#### [Task prompt]
Restate each entry word for word, leaving nothing out.

#### [A block of data]
<<<<
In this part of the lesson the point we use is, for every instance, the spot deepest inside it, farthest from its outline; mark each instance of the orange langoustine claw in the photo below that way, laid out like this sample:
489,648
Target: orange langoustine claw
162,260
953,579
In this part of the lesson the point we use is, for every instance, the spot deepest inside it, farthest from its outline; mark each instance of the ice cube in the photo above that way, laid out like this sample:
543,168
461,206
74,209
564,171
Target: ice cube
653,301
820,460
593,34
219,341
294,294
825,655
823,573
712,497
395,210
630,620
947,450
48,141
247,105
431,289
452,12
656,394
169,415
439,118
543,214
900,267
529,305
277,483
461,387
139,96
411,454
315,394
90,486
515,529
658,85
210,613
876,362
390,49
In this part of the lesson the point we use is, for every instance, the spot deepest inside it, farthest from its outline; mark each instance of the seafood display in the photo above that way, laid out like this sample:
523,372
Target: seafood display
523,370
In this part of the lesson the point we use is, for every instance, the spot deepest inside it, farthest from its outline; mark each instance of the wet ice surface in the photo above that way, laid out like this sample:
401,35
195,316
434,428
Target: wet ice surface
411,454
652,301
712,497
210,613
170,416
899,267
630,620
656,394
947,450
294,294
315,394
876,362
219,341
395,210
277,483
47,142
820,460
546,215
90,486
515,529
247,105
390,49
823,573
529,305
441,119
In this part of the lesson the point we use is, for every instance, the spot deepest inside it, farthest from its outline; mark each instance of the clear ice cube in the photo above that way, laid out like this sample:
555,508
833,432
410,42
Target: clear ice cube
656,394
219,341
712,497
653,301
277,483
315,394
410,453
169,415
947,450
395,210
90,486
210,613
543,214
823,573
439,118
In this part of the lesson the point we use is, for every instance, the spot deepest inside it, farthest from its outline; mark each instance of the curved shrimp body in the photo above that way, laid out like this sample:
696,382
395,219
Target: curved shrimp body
>>>>
#### [The output]
In this part of the lesson the point we use is, for every instance, the spot deepest inside it, farthest from its outline; mark each instance of the orange langoustine claw in the photo below that way, laid out like this sample:
489,648
Target: orange langoustine claw
162,260
953,579
In this part of the lesson the point we use is, for every instance, the spot deepest inside it, farthest from its outline; mark each instance of the ice cube in the photo above that way, laid out like this sample:
543,168
461,206
74,209
564,171
Target: ice cube
653,301
820,460
593,34
219,341
294,294
825,655
823,573
712,497
395,210
630,620
947,450
48,141
247,105
431,289
452,12
656,394
169,415
439,118
543,214
900,267
529,305
277,483
461,387
139,96
411,454
315,394
90,486
515,529
658,85
210,613
876,362
390,49
In this part of the lesson the point we use is, for every instance, the spot deepest inside it, farthest from its outline; mark each instance of the seafood display in the photo above that way, laid out like this sample:
523,372
Target: seafood display
523,370
In this part of the lesson the point we use is, for every instance, the spot deepest inside it, farthest from its outline; mark each instance of the wet ice surface in the photo above that way, laid out like this sample:
401,35
195,316
434,428
Target: wet ice surface
411,454
652,301
712,497
210,613
170,416
899,267
630,620
656,394
947,450
294,294
315,394
876,362
219,341
395,210
277,483
47,142
820,460
546,215
90,486
515,529
247,105
390,49
823,573
529,305
441,119
In this part of the lesson the point we use is, for every instance, the spot deepest inside it, farthest from its outline; mark each instance of the clear ice cube in the photo above that way, laid out like this sample:
555,508
833,432
410,42
Target: clear ice cube
656,394
219,341
712,497
653,301
277,483
315,394
410,453
169,415
947,450
395,210
90,486
210,613
543,214
823,573
439,118
In this part of the lesson the point we use is, for every instance, the spot deepest inside it, farthest from its outline; mark each instance of the curved shrimp body in the photo above that way, laid out like this sample:
696,382
395,219
Target: curved shrimp body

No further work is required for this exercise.